• **Set problem**: Can you copy out each of the lines below word for word, changing nothing?

• **Input records**:

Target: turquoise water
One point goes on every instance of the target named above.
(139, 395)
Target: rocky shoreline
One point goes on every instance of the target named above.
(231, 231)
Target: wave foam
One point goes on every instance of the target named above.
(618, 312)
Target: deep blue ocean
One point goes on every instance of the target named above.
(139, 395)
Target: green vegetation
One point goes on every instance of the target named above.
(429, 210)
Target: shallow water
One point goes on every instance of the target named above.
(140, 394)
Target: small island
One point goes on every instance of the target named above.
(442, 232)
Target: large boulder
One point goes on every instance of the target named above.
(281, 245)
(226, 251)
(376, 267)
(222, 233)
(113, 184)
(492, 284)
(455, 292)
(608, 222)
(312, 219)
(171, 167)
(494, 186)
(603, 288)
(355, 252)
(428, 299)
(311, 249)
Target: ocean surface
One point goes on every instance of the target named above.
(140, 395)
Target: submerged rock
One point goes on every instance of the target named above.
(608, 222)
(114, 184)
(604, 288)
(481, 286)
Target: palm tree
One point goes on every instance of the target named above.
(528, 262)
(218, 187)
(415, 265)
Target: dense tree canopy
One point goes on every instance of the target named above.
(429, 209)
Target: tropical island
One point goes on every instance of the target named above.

• **Exercise response**:
Target: turquoise water
One point goes on every instance of the target named above.
(139, 395)
Target: rocky shoreline
One point goes on every instance of the target named above.
(231, 231)
Target: wave foam
One point goes on every instance of the target named above.
(618, 312)
Target: deep blue ocean
One point goes on every instance of the target named above.
(139, 395)
Target: green vegetation
One point goes on every instance of the target named above.
(429, 210)
Target: shallow water
One point goes on every instance of the target named above.
(140, 394)
Target: small island
One point goes on every instance of the target named above.
(442, 232)
Target: large boulder
One point goes on every instance of the target named above.
(281, 245)
(226, 251)
(376, 267)
(222, 233)
(113, 184)
(492, 284)
(455, 292)
(608, 222)
(312, 219)
(171, 167)
(494, 186)
(603, 288)
(355, 252)
(428, 299)
(311, 249)
Target: ocean surface
One point goes on every instance of the target named above.
(140, 395)
Target: submerged rock
One point goes on every instance of the target named above.
(608, 222)
(114, 184)
(604, 288)
(481, 286)
Target: palm tree
One point goes on every instance of the target named above.
(528, 262)
(218, 187)
(415, 265)
Target: dense tree canopy
One point goes on every instance of the target named above.
(429, 209)
Target: tropical island
One point goes on every instance of the target named above.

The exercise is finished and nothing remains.